Set exercise 1: In the passage about television and Netflix, which two shows besides Breaking Bad are said to follow a similar serialized format?
Set exercise 2: Continue the article about television, video-on-demand, and Netflix from its final sentence.

Document:
#####
But as bad as film has been in 2013, TV has been just as good. In large part, that's due to Netflix (NASDAQ: NFLX  ) . Both for its own original programming (House of Cards, Orange is the New Black) and for its catalog of shows from other networks (Breaking Bad, Mad Men, among others).

In a world where serialized TV series trump films, the winners look to be Netflix, AMC Networks (NASDAQ: AMCX  ) and HBO (whose parent company is Time Warner (NYSE: TWX  ) ).

The VOD revolution
If there's one factor that's driving TV's dominance, it's video-on-demand services. Breaking Bad's creator, Vince Gilligan, told Bloomberg that if it wasn't for VOD, his hit show might've been cancelled in its second or third season.

Breaking Bad is a highly serialized show, where one episode often picks up exactly where the previous one left off. It's almost impossible for a viewer to just start watching in the middle of a season -- if you're going to enjoy the show, you have to start from the beginning. Other popular shows like Homeland and Game of Thrones follow a similar format.
#####
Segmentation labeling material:
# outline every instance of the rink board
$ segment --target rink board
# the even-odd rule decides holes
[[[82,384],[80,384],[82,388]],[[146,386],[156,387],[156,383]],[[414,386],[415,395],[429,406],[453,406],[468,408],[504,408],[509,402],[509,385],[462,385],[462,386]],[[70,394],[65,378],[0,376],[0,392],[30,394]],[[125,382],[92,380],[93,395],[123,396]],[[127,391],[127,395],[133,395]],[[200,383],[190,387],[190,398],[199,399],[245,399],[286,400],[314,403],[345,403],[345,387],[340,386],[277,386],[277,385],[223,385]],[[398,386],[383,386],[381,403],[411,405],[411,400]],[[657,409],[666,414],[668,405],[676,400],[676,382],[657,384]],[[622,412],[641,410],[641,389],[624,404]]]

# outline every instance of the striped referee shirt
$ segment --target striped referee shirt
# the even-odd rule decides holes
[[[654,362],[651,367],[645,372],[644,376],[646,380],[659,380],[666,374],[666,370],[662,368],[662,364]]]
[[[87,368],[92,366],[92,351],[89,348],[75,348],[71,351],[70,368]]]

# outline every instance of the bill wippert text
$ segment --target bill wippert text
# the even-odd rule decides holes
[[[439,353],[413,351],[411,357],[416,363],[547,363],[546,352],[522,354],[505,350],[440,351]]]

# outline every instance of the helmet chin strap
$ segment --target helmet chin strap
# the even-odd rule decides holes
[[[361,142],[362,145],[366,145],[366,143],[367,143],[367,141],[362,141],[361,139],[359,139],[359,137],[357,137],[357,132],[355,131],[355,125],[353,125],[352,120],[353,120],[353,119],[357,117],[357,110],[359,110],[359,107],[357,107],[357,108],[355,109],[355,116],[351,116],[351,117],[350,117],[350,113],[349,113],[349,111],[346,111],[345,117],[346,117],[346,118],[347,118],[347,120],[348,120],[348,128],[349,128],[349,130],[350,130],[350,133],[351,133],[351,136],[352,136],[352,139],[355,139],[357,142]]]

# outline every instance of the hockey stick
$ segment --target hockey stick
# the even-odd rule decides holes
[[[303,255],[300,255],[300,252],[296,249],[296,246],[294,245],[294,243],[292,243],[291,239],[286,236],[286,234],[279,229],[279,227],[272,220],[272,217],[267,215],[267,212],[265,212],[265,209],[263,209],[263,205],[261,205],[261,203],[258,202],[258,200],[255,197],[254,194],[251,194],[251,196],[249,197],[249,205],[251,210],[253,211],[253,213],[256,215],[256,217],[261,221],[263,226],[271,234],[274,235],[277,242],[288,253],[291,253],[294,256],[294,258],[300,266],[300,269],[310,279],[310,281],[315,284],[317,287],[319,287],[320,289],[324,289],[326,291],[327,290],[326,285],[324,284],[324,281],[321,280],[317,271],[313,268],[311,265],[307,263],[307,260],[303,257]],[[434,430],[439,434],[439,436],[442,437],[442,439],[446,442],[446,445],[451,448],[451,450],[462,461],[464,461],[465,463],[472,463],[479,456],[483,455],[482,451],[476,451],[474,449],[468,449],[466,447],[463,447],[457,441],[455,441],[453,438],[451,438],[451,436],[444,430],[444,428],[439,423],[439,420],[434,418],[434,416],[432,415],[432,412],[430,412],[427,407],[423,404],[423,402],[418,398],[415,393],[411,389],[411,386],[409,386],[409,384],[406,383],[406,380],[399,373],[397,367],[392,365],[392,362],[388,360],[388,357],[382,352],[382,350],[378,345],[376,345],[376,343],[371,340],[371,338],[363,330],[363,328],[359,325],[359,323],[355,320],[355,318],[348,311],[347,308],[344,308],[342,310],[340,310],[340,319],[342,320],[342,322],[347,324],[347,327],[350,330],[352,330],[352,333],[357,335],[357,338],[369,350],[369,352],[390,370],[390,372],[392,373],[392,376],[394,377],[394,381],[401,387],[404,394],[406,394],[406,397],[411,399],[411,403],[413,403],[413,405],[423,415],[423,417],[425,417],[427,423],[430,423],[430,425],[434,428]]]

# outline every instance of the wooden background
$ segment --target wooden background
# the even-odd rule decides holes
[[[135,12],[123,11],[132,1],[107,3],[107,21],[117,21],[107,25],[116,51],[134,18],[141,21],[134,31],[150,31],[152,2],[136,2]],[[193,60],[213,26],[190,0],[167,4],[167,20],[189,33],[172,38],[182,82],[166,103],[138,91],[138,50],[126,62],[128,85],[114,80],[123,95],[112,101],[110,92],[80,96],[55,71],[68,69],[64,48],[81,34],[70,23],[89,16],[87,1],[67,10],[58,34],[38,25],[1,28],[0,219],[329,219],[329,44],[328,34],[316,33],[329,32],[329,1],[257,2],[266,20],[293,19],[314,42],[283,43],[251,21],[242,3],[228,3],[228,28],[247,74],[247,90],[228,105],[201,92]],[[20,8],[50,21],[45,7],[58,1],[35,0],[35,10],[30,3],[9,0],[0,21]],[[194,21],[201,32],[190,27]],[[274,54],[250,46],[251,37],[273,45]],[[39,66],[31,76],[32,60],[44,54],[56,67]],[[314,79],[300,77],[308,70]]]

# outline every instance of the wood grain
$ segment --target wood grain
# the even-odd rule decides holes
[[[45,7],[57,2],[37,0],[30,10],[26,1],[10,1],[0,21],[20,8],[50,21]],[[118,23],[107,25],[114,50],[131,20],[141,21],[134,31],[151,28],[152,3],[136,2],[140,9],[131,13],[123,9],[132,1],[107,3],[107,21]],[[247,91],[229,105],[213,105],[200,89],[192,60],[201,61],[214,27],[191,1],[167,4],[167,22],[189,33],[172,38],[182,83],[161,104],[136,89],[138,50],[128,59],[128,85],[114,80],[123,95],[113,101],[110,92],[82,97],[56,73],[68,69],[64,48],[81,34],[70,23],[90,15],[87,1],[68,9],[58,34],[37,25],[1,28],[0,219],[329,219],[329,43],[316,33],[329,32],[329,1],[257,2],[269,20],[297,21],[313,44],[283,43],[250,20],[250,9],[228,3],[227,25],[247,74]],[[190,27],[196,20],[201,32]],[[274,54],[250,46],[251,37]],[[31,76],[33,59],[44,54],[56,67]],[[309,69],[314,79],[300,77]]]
#####
Exercise output 1: Homeland and Game of Thrones

Exercise output 2:
Netflix has benefited from this trend, making old seasons of currently running programs available to its subscribers. It has also pushed the format to its logical conclusion, offering its own original programming in full-season blocks.

TV shows to replace film
Kevin Spacey believes this format represents the future of video entertainment. In a speech at the Guardian Edinburgh International Television Festival, he argued that this kind of long-format, on-demand TV show was ideal for storytelling:

I predict that in the next decade or two, any differentiation between [film and TV] will fall away. Is 13 hours watched as one cinematic whole really any different than a film? Do we define film as something being two hours or less?...And the audience has spoken. They want stories. They're dying for them...they will talk about it, binge on it, carry it with them on the bus and to the hairdresser, force it on their friends, tweet, blog, Facebook, make fan pages, silly jifs, and God knows what else about it. Engage with it with a passion and an intimacy that a blockbuster movie could only dream of.

Obviously, Spacey is a bit biased, given that he stars in House of Cards, Netflix's new hit show. But he's also appeared in dozens of Hollywood movies, and has won two Academy Awards.

AMC's original programming is fantastic
House of Cards is a great show, but AMC's Breaking Bad and Mad Men are just as good, if not better. AMC doesn't have much of a digital-distribution platform but owns the rights to some fantastic content.

AMC has been a great stock to own over the last year -- shares are up nearly 60%. That rally has been prompted by impressive financial results. Most recently, AMC reported better-than-expected results for the second quarter, with net revenue increasing 16% from the prior year.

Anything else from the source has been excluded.